> _PROBLEM TO WORK ON_
Across the records, how many lines contain "parked"? Answer with the number alone.
━━━━━ INFORMATION PROVIDED
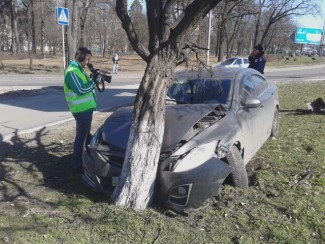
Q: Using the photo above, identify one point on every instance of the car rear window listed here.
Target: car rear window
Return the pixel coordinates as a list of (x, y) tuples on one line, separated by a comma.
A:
[(200, 91)]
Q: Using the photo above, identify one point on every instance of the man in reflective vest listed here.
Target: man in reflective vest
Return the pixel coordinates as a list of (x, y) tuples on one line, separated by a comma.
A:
[(81, 98)]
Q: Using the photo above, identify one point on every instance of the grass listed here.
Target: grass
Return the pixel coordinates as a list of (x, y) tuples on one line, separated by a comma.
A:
[(41, 202)]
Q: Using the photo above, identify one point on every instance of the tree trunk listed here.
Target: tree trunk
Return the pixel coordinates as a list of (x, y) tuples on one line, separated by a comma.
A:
[(146, 136), (33, 27), (14, 29), (42, 28)]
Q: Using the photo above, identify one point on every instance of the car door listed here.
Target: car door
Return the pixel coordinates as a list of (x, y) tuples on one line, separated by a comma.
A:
[(251, 119)]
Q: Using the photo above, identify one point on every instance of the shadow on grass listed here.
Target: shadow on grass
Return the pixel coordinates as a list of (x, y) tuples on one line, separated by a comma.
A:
[(30, 166)]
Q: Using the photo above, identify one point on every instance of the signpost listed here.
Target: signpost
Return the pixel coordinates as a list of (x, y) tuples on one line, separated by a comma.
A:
[(62, 18)]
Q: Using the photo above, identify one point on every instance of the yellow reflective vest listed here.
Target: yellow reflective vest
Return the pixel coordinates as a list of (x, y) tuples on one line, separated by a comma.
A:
[(79, 89)]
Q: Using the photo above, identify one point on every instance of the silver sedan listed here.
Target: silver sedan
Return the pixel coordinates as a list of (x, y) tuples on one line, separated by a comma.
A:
[(216, 121)]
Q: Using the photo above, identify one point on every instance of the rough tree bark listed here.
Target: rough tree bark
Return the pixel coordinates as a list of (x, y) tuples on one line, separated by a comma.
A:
[(15, 48), (167, 36)]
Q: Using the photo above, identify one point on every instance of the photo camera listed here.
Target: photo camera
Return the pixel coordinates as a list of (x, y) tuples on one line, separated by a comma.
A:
[(100, 77)]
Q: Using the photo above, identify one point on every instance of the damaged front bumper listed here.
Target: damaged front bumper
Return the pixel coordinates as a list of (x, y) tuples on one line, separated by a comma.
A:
[(182, 183)]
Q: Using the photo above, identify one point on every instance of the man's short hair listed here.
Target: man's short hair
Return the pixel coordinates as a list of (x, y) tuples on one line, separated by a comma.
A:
[(82, 53)]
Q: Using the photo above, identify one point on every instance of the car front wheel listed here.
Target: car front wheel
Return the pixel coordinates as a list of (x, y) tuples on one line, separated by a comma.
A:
[(238, 176)]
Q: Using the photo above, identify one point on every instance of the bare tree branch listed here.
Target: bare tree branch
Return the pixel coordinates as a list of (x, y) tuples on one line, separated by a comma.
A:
[(122, 13)]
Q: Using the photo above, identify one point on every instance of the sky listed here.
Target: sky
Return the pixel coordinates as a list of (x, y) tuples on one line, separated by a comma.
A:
[(302, 21), (313, 22)]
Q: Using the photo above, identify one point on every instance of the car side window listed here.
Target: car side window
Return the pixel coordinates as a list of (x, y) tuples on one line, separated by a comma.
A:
[(247, 90), (260, 84), (238, 61)]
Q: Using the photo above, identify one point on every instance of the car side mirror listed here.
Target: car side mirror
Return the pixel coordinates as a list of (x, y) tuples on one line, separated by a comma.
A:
[(252, 102)]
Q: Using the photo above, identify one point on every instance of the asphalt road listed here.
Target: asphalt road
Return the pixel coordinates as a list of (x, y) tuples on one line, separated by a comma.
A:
[(25, 114)]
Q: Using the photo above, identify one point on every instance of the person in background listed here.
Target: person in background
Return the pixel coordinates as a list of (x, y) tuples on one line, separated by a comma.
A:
[(115, 63), (257, 59), (81, 98)]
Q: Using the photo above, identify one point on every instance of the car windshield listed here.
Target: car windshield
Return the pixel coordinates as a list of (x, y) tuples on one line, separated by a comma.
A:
[(200, 91), (228, 61)]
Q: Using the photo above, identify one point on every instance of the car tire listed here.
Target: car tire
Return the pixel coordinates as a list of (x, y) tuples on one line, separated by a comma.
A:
[(238, 176), (275, 131)]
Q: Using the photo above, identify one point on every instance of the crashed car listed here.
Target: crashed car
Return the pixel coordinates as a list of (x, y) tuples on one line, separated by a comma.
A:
[(215, 122)]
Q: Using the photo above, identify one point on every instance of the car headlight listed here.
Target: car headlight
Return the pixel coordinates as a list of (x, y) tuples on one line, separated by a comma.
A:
[(196, 157)]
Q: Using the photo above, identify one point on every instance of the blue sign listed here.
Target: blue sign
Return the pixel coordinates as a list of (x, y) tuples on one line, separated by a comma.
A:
[(309, 36), (62, 16)]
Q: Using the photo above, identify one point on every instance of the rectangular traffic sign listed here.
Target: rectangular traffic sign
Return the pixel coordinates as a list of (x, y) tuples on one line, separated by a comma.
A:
[(309, 36), (62, 16)]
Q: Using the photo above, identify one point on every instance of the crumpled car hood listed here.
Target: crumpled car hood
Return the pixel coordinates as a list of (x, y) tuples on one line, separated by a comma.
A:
[(178, 120)]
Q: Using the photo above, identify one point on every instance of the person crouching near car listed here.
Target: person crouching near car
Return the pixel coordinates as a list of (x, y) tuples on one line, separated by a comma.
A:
[(81, 98), (257, 59)]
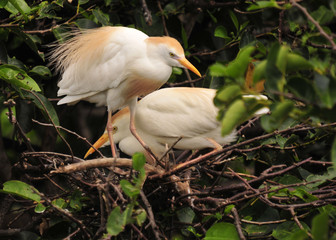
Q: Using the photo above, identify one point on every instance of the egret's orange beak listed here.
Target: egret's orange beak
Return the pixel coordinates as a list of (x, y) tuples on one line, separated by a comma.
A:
[(184, 62), (103, 139)]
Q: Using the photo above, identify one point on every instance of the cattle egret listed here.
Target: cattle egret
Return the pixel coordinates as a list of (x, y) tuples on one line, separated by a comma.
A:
[(112, 66), (167, 114)]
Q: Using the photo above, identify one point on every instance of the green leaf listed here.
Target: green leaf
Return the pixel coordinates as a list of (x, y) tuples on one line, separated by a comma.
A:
[(115, 223), (139, 161), (41, 71), (3, 3), (101, 17), (222, 231), (290, 231), (40, 208), (17, 77), (234, 115), (221, 32), (185, 215), (278, 115), (59, 202), (236, 68), (39, 99), (213, 18), (184, 37), (322, 84), (19, 6), (320, 226), (304, 195), (127, 214), (217, 69), (296, 62), (27, 39), (259, 71), (21, 189), (140, 217), (234, 20), (228, 209), (129, 189), (263, 4), (333, 153), (229, 93)]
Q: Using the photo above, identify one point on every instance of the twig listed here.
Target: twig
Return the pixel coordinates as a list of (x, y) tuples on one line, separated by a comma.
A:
[(10, 103), (51, 120), (238, 223), (163, 18), (72, 234), (56, 26), (317, 25), (138, 231), (169, 149), (185, 82), (147, 13), (205, 157), (102, 162), (66, 214), (71, 132), (150, 215)]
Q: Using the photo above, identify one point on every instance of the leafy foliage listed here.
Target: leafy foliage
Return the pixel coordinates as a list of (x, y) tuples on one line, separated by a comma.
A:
[(276, 182)]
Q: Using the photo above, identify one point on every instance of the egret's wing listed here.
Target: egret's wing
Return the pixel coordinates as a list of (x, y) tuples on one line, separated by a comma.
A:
[(175, 112), (96, 60)]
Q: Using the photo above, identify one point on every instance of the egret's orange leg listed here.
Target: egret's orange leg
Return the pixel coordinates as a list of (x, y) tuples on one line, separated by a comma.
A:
[(136, 135), (109, 128)]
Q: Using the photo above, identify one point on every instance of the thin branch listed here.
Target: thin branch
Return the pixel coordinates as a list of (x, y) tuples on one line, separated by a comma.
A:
[(146, 12), (150, 216), (238, 223), (51, 120), (71, 132), (317, 25), (163, 18)]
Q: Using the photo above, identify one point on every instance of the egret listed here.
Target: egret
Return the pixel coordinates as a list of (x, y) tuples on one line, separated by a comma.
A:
[(112, 66), (165, 115)]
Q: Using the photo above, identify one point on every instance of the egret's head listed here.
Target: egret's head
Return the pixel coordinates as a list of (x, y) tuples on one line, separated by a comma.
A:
[(171, 51), (120, 130)]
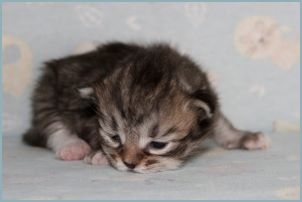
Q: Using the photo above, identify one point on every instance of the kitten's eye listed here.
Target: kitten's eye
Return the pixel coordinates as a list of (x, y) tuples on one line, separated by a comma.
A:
[(157, 145), (116, 138)]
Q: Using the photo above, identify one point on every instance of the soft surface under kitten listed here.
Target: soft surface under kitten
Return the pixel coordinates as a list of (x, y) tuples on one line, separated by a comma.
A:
[(141, 108)]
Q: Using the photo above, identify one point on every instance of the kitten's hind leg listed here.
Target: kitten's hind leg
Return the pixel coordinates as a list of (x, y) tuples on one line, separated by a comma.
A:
[(227, 136), (66, 145)]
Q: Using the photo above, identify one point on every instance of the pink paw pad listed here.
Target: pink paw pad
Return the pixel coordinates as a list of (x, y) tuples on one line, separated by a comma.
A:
[(73, 151), (255, 141), (97, 158)]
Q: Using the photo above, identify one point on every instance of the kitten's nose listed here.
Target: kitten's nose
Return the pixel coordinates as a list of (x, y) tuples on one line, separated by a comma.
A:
[(130, 165)]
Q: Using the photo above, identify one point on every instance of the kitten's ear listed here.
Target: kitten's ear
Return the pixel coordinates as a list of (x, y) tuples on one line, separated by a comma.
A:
[(203, 108), (205, 101), (86, 92)]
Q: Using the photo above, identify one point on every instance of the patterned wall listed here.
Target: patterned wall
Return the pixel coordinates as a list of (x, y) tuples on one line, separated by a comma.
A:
[(250, 50)]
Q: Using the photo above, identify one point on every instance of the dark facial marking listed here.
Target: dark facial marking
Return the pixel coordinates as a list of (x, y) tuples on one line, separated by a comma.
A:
[(154, 130), (169, 131)]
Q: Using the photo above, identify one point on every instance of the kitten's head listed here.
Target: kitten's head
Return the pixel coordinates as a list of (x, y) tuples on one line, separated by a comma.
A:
[(153, 111)]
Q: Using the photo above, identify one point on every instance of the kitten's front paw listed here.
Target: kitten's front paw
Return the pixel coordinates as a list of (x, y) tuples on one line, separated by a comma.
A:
[(254, 141), (96, 158), (73, 151)]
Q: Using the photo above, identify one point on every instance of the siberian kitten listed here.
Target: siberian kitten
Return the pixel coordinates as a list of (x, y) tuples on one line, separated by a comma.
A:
[(142, 108)]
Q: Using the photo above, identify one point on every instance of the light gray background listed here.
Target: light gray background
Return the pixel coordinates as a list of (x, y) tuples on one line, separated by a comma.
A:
[(254, 93)]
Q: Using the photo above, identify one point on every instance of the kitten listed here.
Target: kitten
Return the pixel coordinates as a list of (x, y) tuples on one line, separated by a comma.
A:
[(142, 108)]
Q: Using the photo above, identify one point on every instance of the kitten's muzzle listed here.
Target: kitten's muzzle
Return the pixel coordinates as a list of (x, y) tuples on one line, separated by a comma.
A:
[(130, 165)]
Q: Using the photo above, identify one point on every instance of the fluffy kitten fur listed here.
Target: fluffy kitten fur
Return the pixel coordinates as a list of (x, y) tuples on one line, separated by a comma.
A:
[(146, 108)]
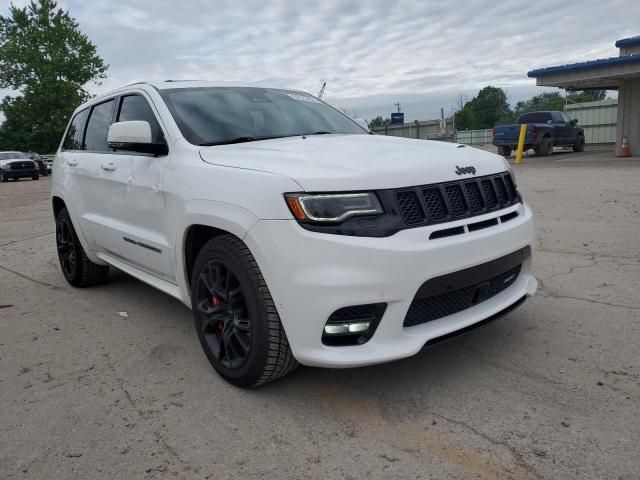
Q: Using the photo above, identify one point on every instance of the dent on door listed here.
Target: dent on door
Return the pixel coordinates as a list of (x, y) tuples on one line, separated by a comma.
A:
[(138, 230)]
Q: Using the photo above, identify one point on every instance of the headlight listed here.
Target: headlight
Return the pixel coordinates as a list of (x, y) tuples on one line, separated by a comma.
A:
[(332, 207)]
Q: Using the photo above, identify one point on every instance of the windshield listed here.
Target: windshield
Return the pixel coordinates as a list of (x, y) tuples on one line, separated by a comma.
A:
[(222, 115), (11, 155)]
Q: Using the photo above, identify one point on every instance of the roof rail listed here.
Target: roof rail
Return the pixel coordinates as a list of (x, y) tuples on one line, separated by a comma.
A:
[(185, 80)]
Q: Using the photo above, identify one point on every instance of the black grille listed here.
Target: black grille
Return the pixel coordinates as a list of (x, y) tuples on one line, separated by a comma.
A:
[(489, 194), (429, 204), (22, 166), (426, 309), (410, 207), (476, 204), (503, 197), (434, 202), (456, 200), (356, 312)]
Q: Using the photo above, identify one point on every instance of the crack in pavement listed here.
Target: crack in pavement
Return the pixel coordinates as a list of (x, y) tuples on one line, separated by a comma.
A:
[(31, 279), (589, 300), (518, 457), (27, 238)]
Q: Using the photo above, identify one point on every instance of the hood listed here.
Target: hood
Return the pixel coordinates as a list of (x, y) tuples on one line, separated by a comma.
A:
[(356, 162), (14, 160)]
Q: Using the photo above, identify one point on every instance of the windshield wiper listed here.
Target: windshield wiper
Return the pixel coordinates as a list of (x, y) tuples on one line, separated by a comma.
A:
[(242, 140), (230, 141)]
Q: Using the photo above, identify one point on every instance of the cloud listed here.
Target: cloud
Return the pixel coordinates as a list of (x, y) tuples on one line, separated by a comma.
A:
[(362, 49)]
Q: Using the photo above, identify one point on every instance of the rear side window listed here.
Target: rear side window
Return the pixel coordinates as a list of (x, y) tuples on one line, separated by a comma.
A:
[(98, 126), (535, 117), (136, 107), (73, 140)]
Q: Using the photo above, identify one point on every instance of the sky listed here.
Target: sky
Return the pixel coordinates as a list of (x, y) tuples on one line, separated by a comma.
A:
[(372, 53)]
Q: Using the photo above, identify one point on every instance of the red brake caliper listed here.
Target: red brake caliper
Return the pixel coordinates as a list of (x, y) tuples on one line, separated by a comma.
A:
[(215, 301)]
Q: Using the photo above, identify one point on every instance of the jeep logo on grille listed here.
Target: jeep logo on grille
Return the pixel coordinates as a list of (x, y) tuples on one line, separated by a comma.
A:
[(463, 170)]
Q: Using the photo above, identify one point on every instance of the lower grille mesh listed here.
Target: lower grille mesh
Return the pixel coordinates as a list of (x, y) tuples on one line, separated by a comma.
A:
[(437, 306)]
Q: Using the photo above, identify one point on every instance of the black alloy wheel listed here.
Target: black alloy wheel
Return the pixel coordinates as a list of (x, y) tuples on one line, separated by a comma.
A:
[(236, 319), (223, 317), (78, 270), (67, 244)]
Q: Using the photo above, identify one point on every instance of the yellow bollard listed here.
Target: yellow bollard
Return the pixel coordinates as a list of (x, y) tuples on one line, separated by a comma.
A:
[(523, 133)]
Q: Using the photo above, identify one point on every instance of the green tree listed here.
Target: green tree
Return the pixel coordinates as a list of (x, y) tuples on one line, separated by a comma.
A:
[(48, 61), (379, 122), (486, 110), (542, 102), (586, 96)]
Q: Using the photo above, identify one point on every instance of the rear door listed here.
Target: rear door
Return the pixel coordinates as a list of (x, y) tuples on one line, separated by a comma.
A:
[(571, 130), (135, 220), (563, 129)]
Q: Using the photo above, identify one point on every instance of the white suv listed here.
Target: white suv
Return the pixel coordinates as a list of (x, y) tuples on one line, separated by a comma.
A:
[(293, 233)]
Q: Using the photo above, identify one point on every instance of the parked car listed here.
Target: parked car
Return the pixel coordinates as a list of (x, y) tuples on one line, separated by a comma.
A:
[(16, 165), (48, 161), (293, 234), (41, 165), (545, 130)]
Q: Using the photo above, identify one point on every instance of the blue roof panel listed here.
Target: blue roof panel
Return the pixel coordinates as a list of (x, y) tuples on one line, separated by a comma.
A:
[(574, 67), (629, 42)]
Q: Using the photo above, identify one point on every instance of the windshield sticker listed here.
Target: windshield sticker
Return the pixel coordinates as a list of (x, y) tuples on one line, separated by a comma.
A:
[(304, 98)]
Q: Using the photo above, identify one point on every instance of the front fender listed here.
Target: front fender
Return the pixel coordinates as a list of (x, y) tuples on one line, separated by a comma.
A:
[(224, 216)]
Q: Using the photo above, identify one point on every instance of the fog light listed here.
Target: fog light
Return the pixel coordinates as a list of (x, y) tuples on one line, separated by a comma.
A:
[(344, 328), (353, 325)]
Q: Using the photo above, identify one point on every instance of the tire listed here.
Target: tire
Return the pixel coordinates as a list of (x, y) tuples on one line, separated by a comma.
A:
[(546, 147), (235, 318), (76, 267), (504, 150)]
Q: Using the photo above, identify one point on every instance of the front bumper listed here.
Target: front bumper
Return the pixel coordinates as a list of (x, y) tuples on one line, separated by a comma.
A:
[(311, 275), (20, 173)]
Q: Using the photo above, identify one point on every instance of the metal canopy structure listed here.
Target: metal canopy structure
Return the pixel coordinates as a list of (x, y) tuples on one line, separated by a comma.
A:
[(620, 73)]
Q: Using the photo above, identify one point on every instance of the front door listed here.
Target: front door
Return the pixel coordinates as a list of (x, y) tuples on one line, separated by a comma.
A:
[(135, 226)]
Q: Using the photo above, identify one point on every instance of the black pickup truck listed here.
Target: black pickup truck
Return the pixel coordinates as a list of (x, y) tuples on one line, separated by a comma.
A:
[(545, 130)]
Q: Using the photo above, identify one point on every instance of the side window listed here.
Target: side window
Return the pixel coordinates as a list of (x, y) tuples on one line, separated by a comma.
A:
[(98, 126), (136, 107), (73, 140)]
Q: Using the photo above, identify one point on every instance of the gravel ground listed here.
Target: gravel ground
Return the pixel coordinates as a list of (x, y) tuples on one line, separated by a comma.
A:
[(552, 391)]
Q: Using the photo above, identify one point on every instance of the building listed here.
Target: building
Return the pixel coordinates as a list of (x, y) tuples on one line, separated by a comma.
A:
[(620, 73)]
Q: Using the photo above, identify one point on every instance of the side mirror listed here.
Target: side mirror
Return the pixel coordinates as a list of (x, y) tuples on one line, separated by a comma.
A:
[(363, 123), (134, 136)]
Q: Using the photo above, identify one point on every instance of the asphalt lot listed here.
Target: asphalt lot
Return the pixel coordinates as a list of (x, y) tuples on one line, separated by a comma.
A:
[(553, 391)]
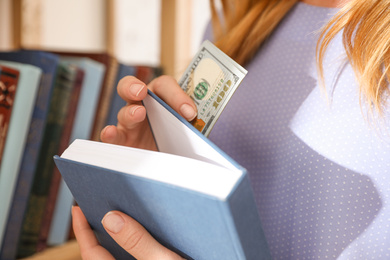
━━━━━━━━━━
> _RESULT_
2